● **TASK DETAILS**
From the entries below, keep only the lines containing the string "spire" and copy each of them; the match is case-sensitive.

(Rows of bounding-box annotation data)
===

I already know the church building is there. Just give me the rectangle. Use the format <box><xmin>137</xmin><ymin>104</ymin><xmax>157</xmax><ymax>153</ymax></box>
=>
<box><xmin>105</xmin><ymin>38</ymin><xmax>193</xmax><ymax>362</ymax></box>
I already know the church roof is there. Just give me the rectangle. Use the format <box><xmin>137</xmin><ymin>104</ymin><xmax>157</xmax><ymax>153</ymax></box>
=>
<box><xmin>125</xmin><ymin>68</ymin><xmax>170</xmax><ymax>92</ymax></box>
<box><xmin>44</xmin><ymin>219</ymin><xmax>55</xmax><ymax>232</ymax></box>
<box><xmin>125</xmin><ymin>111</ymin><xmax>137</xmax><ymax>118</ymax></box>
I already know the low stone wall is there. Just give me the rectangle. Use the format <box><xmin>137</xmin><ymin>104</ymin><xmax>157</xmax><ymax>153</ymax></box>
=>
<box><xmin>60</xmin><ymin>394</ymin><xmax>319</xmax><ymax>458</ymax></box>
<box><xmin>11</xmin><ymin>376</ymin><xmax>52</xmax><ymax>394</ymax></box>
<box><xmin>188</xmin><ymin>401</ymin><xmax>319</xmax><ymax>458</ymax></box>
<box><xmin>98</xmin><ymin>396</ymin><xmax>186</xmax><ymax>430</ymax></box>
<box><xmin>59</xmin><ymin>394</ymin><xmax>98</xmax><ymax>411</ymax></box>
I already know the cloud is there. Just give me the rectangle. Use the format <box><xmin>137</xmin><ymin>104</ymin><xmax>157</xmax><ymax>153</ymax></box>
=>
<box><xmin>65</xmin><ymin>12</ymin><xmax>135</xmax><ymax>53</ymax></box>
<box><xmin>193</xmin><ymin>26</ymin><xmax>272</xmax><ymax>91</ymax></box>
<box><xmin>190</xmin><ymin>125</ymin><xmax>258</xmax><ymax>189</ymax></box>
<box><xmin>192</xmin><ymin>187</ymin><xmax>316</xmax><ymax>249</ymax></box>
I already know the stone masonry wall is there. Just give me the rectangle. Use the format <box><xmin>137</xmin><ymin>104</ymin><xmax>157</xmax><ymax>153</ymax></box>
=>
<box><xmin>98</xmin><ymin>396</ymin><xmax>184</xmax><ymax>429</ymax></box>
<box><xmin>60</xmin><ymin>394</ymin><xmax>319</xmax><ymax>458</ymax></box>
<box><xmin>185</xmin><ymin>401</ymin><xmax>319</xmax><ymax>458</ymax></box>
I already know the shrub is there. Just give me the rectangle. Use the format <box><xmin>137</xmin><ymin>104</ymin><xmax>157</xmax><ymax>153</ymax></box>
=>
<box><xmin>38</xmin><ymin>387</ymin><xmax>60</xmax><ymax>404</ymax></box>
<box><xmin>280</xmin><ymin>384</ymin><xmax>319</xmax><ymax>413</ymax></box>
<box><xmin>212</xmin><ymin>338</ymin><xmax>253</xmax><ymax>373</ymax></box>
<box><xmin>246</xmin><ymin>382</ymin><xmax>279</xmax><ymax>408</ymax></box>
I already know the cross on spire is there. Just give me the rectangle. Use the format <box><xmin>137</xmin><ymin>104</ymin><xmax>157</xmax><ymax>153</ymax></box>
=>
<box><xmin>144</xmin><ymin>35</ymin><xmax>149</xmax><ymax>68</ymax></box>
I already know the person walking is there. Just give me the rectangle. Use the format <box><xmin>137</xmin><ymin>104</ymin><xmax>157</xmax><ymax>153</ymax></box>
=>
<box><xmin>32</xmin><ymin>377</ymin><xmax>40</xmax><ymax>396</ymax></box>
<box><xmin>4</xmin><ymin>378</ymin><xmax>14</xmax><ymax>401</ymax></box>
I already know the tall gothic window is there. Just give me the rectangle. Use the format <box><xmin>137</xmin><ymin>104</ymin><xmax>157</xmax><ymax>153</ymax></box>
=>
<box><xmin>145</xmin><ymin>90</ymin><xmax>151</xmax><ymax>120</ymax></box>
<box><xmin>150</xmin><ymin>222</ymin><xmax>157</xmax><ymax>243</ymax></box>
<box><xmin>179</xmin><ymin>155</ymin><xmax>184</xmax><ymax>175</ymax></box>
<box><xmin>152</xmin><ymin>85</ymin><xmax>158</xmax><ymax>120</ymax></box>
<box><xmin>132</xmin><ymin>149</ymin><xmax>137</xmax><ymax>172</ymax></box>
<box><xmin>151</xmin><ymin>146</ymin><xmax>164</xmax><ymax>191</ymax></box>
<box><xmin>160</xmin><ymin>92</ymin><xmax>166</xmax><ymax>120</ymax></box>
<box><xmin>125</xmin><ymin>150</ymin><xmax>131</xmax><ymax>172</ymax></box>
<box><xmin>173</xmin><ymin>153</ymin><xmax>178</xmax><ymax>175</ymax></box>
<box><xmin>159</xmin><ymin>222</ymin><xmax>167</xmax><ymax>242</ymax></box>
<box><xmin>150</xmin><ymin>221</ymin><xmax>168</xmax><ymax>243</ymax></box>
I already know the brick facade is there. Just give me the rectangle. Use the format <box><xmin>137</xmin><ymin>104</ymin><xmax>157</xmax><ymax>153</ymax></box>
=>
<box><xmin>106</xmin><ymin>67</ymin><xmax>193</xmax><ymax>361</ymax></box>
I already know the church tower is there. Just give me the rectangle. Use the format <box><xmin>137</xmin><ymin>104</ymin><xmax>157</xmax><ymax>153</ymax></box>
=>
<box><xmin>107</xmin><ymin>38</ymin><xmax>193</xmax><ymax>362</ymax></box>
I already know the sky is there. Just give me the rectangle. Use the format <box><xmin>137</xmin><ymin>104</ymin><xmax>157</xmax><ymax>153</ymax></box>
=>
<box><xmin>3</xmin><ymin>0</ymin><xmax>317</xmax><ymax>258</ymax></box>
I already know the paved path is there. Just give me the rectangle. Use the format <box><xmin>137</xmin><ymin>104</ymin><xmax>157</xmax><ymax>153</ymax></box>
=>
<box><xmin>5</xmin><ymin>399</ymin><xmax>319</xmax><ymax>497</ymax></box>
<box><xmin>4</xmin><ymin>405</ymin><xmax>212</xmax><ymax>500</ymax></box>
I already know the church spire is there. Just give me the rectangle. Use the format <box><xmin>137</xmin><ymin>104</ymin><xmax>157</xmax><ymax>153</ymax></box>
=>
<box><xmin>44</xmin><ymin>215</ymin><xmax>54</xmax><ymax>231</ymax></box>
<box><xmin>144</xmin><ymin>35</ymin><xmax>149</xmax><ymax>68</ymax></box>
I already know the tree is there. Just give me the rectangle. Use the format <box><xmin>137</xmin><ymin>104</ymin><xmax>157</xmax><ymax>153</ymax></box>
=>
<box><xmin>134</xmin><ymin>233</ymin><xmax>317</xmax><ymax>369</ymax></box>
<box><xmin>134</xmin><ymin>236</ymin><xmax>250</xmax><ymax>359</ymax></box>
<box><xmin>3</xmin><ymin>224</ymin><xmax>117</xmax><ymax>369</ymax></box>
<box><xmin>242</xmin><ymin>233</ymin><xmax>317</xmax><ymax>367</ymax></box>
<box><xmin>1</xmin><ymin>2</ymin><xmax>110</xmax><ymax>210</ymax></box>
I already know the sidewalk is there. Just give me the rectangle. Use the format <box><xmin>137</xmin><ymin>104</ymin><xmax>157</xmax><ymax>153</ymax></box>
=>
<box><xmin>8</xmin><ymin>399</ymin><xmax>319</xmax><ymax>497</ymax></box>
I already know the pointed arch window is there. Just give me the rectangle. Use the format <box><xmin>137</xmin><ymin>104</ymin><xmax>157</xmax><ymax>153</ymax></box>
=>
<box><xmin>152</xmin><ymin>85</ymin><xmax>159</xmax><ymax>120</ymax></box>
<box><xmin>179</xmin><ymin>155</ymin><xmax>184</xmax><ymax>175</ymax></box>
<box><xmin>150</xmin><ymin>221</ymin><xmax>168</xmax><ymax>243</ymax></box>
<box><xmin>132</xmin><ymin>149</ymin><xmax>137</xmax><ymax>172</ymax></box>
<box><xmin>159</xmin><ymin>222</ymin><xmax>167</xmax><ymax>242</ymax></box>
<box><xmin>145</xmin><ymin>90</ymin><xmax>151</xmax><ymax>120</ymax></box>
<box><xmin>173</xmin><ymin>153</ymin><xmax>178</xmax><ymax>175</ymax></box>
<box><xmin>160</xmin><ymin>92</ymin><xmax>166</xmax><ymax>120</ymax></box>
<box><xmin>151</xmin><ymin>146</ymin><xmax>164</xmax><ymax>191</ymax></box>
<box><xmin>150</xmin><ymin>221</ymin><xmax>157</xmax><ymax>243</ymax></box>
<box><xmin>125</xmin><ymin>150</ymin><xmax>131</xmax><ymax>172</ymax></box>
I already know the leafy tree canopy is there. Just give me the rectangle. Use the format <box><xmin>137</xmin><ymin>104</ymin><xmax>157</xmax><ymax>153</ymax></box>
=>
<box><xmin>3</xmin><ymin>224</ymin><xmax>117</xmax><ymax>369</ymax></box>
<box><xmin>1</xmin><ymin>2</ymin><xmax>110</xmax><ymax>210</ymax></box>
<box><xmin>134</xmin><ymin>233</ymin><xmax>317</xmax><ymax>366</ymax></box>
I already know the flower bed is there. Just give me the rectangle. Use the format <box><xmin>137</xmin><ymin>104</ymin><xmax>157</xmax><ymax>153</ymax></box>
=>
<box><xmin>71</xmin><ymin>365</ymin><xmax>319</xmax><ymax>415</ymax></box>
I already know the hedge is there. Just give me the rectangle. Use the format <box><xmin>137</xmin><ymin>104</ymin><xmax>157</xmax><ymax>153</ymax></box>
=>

===

● **OUTPUT FOR THIS EXERCISE**
I already know the cross on spire is there. Just give me the rectangle. Use the format <box><xmin>137</xmin><ymin>104</ymin><xmax>157</xmax><ymax>153</ymax></box>
I already know the church spire is there. Just give me the rectangle. Use the format <box><xmin>137</xmin><ymin>104</ymin><xmax>157</xmax><ymax>153</ymax></box>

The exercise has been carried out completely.